DATA SUPPLIED
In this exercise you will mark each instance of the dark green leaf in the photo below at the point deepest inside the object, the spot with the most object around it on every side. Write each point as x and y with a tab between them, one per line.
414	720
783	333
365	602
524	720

--

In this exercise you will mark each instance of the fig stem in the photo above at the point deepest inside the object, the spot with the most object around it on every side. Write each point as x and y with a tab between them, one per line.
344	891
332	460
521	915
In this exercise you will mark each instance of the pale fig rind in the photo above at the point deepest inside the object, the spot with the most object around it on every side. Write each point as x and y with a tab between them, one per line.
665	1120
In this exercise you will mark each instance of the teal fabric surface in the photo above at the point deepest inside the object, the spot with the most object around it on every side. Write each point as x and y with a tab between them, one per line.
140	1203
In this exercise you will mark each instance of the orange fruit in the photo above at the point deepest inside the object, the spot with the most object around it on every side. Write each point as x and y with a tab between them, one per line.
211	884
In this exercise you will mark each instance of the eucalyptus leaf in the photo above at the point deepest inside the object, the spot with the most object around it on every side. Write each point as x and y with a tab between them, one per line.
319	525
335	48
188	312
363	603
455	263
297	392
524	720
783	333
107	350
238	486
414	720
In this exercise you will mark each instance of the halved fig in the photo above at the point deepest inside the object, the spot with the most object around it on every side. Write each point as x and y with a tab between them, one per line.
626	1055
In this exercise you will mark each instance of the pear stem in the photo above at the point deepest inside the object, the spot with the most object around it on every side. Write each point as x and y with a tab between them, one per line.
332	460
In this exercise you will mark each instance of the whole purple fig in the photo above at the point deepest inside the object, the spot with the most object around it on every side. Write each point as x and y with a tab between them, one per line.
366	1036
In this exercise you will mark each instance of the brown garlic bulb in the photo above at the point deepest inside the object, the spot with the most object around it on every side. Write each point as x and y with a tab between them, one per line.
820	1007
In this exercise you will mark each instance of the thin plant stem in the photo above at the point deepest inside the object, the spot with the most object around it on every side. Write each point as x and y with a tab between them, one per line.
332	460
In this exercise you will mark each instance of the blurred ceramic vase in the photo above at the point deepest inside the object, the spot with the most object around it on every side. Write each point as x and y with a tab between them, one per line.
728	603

--

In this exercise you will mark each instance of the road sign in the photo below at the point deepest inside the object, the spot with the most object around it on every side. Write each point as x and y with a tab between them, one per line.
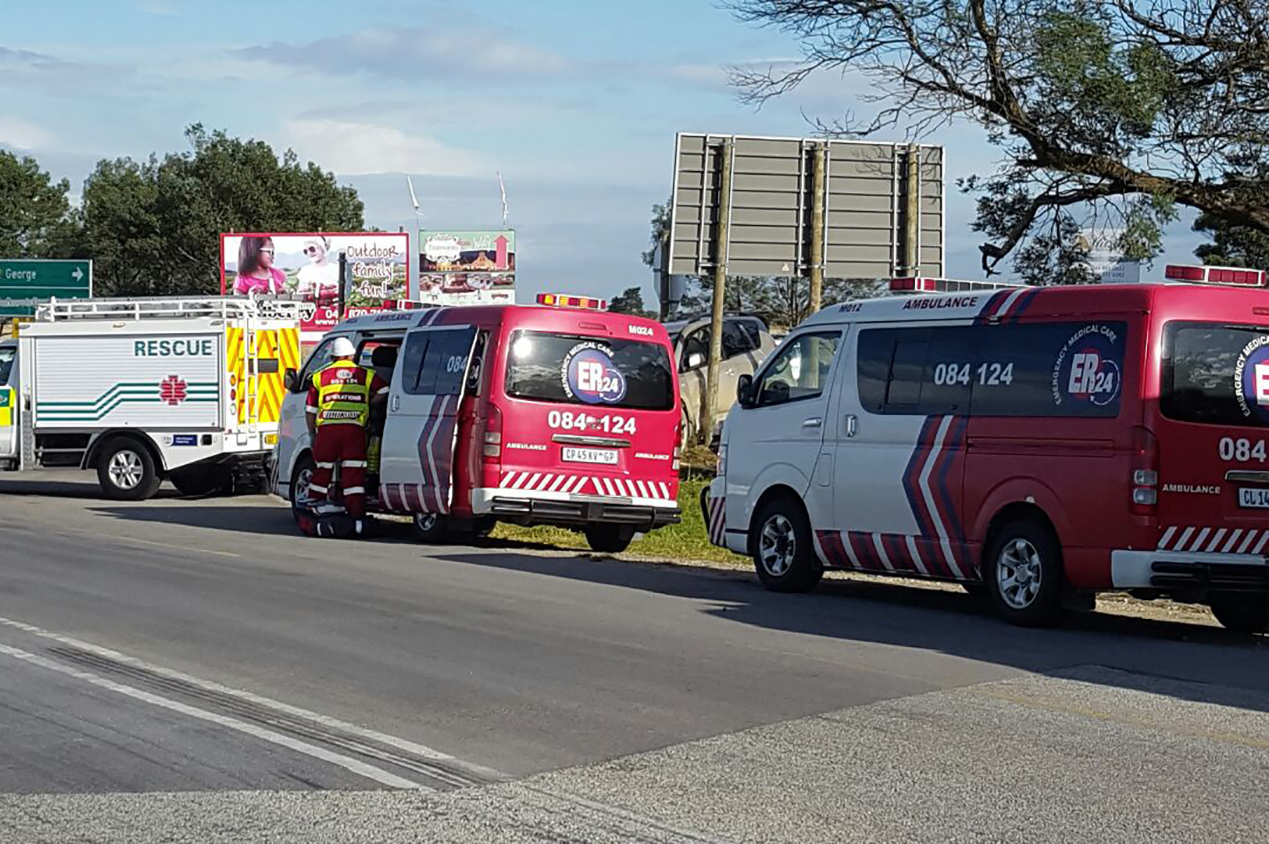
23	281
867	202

THE REQUEST
Locate every line above that includes the following word, and copy each of those lines in full: "below"

FINISHED ANSWER
In this exercise you will mark each instance of the dark green leaf in the photo below at the point deepest inside the object, the spot with the most object around it on every side. Write each point as x and y with a tab between them, one per line.
In this exercise you will mark each instance of the road sign in the photo below at the point deepest inside the object, the spot with the most object around it on every side. Write each point as x and y with a tab between them, one per line.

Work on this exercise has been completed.